Extract the lines of the material below, beginning with the first and ending with the line that holds "305L177 307L178 299L54". Skip every picture.

(Data shown begins)

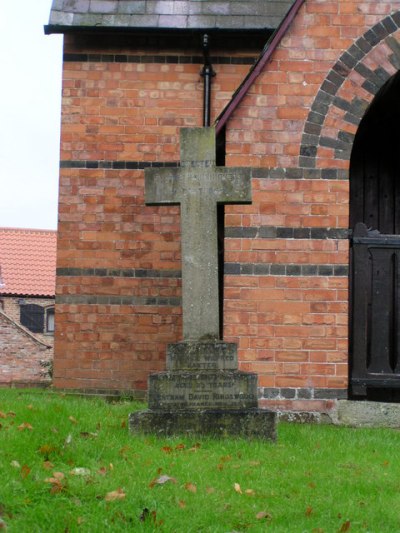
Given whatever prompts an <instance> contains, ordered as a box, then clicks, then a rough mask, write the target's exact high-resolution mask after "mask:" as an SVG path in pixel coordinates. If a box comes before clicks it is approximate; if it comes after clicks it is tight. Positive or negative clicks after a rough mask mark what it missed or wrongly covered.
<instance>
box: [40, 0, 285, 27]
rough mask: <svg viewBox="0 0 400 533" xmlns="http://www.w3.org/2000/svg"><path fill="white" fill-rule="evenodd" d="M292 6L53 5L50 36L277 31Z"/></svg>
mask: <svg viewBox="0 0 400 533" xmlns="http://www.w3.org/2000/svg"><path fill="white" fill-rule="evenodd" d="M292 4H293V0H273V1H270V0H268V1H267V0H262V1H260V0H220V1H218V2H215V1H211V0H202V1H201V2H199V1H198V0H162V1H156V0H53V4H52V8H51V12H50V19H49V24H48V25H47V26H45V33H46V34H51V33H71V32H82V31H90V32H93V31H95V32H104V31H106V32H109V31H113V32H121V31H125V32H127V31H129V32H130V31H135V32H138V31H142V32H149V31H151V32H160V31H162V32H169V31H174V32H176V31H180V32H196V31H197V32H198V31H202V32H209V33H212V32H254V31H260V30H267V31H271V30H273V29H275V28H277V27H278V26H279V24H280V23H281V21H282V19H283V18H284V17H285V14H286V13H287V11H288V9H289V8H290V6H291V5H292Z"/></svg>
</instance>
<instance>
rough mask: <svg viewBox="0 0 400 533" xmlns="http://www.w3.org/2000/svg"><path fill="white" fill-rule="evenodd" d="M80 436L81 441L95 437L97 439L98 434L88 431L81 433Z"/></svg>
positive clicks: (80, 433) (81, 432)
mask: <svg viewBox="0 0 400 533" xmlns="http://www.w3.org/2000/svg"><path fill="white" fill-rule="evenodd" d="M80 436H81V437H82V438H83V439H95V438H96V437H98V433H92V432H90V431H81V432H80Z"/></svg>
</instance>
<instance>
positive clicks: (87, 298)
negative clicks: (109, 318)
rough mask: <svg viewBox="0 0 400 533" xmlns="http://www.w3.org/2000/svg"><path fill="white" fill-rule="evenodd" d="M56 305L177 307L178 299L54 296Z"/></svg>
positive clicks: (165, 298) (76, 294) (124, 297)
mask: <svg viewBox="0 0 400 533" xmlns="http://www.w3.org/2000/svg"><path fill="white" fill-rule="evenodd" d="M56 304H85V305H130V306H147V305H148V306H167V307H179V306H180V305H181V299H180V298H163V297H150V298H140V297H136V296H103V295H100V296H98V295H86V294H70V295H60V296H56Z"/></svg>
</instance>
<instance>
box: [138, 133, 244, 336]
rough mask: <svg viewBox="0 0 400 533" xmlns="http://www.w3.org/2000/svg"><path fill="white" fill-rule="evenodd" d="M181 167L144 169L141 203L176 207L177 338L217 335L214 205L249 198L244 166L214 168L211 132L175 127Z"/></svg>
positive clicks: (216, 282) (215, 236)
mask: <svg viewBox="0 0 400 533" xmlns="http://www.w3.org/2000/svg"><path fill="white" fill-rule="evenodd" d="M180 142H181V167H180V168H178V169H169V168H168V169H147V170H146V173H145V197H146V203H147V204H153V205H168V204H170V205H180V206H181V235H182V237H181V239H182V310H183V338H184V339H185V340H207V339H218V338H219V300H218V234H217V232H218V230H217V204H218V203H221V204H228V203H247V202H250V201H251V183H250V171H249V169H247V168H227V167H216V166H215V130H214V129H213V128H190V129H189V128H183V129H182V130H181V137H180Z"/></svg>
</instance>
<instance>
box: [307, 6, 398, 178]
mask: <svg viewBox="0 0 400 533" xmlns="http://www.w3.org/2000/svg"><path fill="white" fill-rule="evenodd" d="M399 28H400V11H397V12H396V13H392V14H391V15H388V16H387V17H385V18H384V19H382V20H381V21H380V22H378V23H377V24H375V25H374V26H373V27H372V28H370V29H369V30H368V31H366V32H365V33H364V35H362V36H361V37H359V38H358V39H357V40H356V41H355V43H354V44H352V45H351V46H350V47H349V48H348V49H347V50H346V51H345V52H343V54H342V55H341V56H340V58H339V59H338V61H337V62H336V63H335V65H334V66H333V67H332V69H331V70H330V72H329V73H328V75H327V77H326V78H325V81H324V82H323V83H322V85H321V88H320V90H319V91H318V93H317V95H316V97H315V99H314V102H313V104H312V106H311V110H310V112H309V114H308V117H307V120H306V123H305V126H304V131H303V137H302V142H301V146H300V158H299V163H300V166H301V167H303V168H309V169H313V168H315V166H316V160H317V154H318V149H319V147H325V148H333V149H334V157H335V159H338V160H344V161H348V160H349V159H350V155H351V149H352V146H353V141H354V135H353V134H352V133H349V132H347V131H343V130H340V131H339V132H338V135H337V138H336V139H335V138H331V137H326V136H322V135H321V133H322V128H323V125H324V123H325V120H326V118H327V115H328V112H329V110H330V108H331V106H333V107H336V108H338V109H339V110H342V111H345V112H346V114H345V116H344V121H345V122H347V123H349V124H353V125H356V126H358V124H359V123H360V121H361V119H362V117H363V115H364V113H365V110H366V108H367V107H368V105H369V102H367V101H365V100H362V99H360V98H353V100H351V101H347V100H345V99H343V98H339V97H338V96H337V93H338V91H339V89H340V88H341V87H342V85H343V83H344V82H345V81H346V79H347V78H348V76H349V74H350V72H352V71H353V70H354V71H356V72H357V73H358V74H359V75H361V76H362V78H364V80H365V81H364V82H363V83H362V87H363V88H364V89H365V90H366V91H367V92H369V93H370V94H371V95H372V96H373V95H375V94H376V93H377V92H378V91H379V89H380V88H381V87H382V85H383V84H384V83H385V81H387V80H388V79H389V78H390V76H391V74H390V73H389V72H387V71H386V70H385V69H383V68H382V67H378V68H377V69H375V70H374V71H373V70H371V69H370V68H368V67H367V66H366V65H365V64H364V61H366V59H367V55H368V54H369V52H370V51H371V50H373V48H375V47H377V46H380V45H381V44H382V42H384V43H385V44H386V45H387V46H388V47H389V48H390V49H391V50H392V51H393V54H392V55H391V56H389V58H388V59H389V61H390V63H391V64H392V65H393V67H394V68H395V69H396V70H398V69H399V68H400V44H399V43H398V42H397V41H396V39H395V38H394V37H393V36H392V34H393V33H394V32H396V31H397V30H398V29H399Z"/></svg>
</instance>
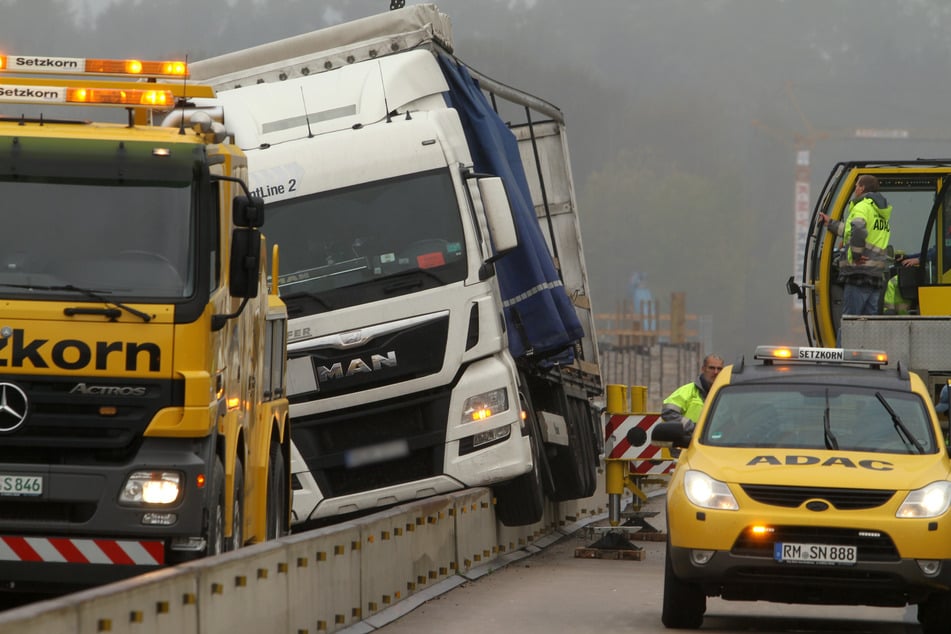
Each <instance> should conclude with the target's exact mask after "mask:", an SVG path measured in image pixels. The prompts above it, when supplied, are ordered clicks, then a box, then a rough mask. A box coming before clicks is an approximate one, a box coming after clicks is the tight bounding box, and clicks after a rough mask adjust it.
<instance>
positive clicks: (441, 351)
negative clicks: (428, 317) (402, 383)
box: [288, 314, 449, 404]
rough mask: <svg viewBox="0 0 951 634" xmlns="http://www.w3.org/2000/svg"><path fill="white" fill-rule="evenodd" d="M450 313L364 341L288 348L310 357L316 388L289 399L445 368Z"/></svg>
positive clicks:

(Data shown ends)

» **Answer section**
Given whatever prompts an <instance> contains, ordered as a box, then clicks, then a rough mask, write the target's exact high-resolution mask after "mask:" as an SVG path in pixel coordinates. If a box comes before clicks it is approximate; if it comes after clicks it is tight. Positive or negative clicks after a rough mask mark what it missed or wrongly covered.
<instance>
box: [40, 0, 285, 27]
rough mask: <svg viewBox="0 0 400 533" xmlns="http://www.w3.org/2000/svg"><path fill="white" fill-rule="evenodd" d="M292 6L53 5L50 36L277 31Z"/></svg>
mask: <svg viewBox="0 0 400 533" xmlns="http://www.w3.org/2000/svg"><path fill="white" fill-rule="evenodd" d="M292 4H293V0H273V1H270V0H268V1H267V0H262V1H260V0H220V1H218V2H215V1H211V0H202V1H201V2H199V1H198V0H162V1H156V0H53V4H52V8H51V12H50V19H49V24H48V25H47V26H45V33H46V34H51V33H71V32H82V31H90V32H93V31H95V32H104V31H106V32H109V31H113V32H121V31H125V32H127V31H129V32H130V31H135V32H138V31H142V32H149V31H151V32H160V31H162V32H169V31H174V32H176V31H180V32H196V31H197V32H198V31H202V32H209V33H212V32H254V31H260V30H267V31H271V30H273V29H275V28H277V27H278V26H279V24H280V23H281V21H282V19H283V18H284V17H285V14H286V13H287V11H288V9H289V8H290V6H291V5H292Z"/></svg>
</instance>
<instance>
rough mask: <svg viewBox="0 0 400 533" xmlns="http://www.w3.org/2000/svg"><path fill="white" fill-rule="evenodd" d="M80 436L81 441L95 437L97 439L98 434L88 431L81 433Z"/></svg>
positive clicks: (80, 433) (81, 432)
mask: <svg viewBox="0 0 400 533" xmlns="http://www.w3.org/2000/svg"><path fill="white" fill-rule="evenodd" d="M80 436H81V437H82V438H83V439H95V438H96V437H98V433H92V432H90V431H81V432H80Z"/></svg>
</instance>
<instance>
positive clicks: (87, 298)
negative clicks: (109, 318)
rough mask: <svg viewBox="0 0 400 533" xmlns="http://www.w3.org/2000/svg"><path fill="white" fill-rule="evenodd" d="M56 305L177 307L178 299L54 296Z"/></svg>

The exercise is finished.